-- Document extract start --
The only time I've heard of using 'covers' on the windows was I think Matt Roberts, or someone in Team Zapco, who used them for sensory deprivation so the judges wouldn't get distracted. They were magnetic and went on the outside of the car, not on the inside where some kind of sound absorption mat could help with reflections IIRC.

Or was that what you were talking about, I'm a bit confused on the wording.


----------



## OldOneEye (Jun 16, 2005)

DonovanM said:


> The only time I've heard of using 'covers' on the windows was I think Matt Roberts, or someone in Team Zapco, who used them for sensory deprivation so the judges wouldn't get distracted. They were magnetic and went on the outside of the car, not on the inside where some kind of sound absorption mat could help with reflections IIRC.


Mark Eldridge had some made (used on the inside) as did Gary Biggs I think. Seen other guys use big towels or covers on the outside of the windshield for keeping heat out and people from distracting judges.

Juan


----------



## FoxPro5 (Feb 14, 2006)

Road noise and engine noise while sitting in a lane during judging?  

The very best method to attenuating noise is to go directly to the source. And it's true, glass is a weakness in cars for noise, but not weakest. 

A _rough _comparison of transmission loss in materials:
Glass (1/4"): -12 dB @ 125 hz; -88 dB @ 500 hz
Lead (1/32"): - 12dB @ 125 hz; -20 db @ 500 hz (-170 db if it was 1/4" thick )
Steel (16 gauge): -18 dB @ 125 hz; - 38 db @ 500 hz

Mass loaded vinyl (MLV, 1/8"): - 16 dB @ 125 hz; - 21 @ 500 hz
Deadening mat (aluminum-backed, 67 mils): 0 db @ 125 hz; -14 dB @ 500 hz 

So you can see comparatively, glass is much more effective at attenuating noise than steel in our cars because it's thicker. It's all about surface mass and relative density. This is where lead comes in. It's ~5x more dense than poured concrete. It's heavy and very easy to work with because it's so limp, but it's pretty expensive and not the most friendly of environmental materials you want around. 

Our next best bet is MLV because it's cost effective and easy to work with. 

Since our cars have large flat panels of steel like door skins, roof, back seat buckets, etc...it's best to get a barrier right down to the source and block it from coming in. MLV works great in this application and is even more effective if it can "float' above the surface with composite foam decoupler, which is exactly what VBP is.
-- Document extract end --
§ Work to complete
[A] Decide whether each statement agrees with the forum thread on window covers and car noise. Answer yes or no for each one and quote the words from the thread that settle it. (i) The window covers linked to Matt Roberts or Team Zapco were magnetic and fitted on the outside of the car. (ii) Mark Eldridge's covers were used on the outside of the windshield. (iii) Lead is described as an inexpensive material.
[B] Render this sentence from the forum thread on car noise in French: "Our next best bet is MLV because it's cost effective and easy to work with."
[C] Write the next part of the forum thread on window covers and car noise, picking up after its final sentence.
-- Data start --
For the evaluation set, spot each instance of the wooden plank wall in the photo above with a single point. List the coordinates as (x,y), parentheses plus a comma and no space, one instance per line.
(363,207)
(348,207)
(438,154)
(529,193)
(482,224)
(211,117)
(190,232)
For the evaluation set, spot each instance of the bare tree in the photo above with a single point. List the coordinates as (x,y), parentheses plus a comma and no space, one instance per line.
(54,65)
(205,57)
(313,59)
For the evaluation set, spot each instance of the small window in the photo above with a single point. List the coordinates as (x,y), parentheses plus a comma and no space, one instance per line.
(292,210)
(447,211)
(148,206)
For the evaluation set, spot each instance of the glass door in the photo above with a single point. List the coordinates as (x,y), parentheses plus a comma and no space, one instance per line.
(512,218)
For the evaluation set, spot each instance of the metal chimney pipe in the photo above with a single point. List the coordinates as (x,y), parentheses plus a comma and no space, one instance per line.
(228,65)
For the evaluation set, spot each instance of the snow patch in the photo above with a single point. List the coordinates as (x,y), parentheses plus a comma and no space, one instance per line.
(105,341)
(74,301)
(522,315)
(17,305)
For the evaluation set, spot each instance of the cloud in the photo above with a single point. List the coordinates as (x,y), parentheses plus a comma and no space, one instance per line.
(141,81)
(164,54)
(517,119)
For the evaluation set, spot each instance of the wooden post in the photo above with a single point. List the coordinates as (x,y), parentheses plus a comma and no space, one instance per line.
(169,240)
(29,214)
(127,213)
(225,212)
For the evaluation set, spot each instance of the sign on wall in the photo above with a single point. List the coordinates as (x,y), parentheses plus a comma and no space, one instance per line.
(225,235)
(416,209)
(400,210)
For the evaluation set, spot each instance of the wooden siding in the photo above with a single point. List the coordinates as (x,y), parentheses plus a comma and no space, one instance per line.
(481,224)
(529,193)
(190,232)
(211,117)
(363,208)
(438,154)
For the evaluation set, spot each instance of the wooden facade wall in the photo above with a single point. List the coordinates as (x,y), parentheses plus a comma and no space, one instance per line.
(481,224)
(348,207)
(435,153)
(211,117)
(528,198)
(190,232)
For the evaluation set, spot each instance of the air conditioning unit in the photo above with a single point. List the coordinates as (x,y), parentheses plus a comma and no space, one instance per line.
-- Data end --
§ Task responses
[A]
(i) Yes: "They were magnetic and went on the outside of the car"
(ii) No: "Mark Eldridge had some made (used on the inside)"
(iii) No: "but it's pretty expensive"

[B] Notre meilleure option suivante est le MLV, car il est économique et facile à mettre en œuvre.

[C]
I guess if you really wanted to put the ultimate stop to noise coming in, you'd start with decoupling the resonant surface with "sound deadener" followed by a nice thick acoustical foam, and then a 1/16" sheet of lead (3 lbs/sqft) and top it off with a nice soft layer of closed cell foam glued to the lead with Green Glue. But I suppose you wouldn't be able to hear if your car was even running at that point!


----------



## thehatedguy (May 4, 2007)

In MECA it is within the rules to blacken out all of the glass on the car...from the outside. Not sure if they have rules against covering from the inside of the car or not, but probably do since everyone does this on the outside.

In IASCA, you used to be able to cover the glass on the inside (not including windshield and front doors). You had to leave the windshield and front doors uncovered- can't even have a towel on it.



DonovanM said:


> The only time I've heard of using 'covers' on the windows was I think Matt Roberts, or someone in Team Zapco, who used them for sensory deprivation so the judges wouldn't get distracted. They were magnetic and went on the outside of the car, not on the inside where some kind of sound absorption mat could help with reflections IIRC.
> 
> Or was that what you were talking about, I'm a bit confused on the wording.


----------



## 3.5max6spd (Jun 29, 2005)

FoxPro5 said:


> Road noise and engine noise while sitting in a lane during judging?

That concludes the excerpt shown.